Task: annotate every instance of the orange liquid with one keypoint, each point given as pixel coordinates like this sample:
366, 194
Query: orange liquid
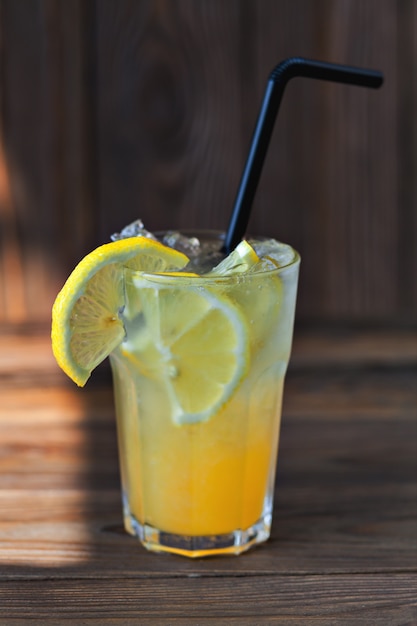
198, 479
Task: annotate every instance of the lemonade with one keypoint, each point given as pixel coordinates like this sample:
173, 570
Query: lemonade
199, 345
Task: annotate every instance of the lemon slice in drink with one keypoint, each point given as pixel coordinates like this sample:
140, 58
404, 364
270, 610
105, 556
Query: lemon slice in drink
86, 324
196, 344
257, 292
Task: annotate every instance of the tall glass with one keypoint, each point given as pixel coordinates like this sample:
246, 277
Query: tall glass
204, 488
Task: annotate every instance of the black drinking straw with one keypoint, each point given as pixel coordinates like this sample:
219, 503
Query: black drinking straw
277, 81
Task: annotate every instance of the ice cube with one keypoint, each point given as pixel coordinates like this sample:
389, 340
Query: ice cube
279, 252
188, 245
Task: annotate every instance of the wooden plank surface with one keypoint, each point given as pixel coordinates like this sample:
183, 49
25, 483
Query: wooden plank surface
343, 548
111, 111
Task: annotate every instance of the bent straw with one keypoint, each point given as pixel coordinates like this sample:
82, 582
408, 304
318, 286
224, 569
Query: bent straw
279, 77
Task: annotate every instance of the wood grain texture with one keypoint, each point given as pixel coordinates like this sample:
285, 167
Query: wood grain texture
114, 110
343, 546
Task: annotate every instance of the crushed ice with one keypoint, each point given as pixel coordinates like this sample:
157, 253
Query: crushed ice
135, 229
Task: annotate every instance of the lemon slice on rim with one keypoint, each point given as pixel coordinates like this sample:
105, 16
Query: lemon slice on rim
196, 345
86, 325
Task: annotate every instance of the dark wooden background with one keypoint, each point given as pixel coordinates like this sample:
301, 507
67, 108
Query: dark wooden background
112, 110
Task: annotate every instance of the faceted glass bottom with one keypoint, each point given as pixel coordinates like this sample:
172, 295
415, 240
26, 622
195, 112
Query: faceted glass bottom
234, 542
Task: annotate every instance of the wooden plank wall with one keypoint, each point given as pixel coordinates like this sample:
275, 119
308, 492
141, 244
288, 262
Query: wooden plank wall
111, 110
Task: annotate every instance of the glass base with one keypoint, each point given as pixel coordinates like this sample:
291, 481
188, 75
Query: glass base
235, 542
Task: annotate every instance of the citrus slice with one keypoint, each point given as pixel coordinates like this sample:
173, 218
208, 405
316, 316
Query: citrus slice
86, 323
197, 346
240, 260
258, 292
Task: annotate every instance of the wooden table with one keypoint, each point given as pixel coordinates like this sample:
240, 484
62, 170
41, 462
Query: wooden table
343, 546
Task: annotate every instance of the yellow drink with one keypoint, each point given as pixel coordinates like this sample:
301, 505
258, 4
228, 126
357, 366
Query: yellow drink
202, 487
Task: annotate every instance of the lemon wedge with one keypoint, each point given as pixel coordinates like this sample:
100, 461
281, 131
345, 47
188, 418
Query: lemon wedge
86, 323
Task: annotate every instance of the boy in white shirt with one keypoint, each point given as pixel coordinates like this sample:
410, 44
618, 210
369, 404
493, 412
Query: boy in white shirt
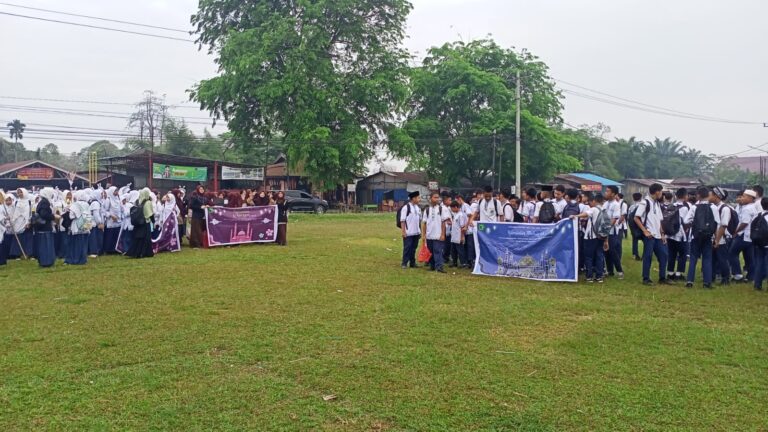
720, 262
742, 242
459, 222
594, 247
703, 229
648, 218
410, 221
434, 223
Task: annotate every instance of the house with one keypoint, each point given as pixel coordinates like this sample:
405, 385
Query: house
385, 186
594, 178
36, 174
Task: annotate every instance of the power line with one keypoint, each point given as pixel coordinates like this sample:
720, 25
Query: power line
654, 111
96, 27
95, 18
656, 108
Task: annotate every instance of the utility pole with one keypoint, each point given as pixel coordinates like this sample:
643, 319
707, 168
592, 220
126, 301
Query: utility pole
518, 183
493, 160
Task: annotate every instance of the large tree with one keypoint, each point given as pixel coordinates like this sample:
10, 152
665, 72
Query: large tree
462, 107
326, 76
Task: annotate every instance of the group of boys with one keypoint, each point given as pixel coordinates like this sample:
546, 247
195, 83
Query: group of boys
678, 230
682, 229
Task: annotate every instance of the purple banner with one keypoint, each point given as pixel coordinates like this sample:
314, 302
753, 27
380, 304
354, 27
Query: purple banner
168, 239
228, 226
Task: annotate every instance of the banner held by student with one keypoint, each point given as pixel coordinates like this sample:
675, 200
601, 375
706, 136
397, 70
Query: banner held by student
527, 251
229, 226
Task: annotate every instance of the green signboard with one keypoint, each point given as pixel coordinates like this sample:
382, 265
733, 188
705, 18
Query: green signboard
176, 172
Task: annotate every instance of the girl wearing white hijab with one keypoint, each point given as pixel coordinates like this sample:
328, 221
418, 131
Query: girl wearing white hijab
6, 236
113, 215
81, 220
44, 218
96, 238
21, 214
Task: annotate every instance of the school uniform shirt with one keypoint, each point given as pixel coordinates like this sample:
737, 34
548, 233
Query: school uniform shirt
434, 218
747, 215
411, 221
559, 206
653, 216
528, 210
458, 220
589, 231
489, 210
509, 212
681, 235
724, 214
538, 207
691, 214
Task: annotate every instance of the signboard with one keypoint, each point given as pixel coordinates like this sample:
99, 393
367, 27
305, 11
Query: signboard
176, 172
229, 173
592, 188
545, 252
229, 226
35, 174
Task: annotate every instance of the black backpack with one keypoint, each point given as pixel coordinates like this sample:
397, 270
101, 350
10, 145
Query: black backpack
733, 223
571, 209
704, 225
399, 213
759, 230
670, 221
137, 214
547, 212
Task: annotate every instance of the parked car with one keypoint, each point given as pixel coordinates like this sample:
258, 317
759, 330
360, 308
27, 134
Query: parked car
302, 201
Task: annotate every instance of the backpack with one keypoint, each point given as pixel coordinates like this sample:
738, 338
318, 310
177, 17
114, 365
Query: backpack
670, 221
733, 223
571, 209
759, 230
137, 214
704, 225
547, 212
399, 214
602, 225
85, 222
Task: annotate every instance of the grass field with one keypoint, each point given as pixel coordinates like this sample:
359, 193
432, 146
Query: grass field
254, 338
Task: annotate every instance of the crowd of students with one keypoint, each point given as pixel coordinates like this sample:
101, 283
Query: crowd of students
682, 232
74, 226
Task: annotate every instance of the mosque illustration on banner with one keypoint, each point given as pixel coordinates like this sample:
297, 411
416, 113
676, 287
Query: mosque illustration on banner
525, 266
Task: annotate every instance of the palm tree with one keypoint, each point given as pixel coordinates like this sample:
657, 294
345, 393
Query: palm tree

*About this task*: Scan the lines above for the word "palm" and copy every one where it occurs.

*Your response*:
Task: annotate every instance of the palm tree with one keypoint, each point given as pixel coordinates like this sample:
Query: palm tree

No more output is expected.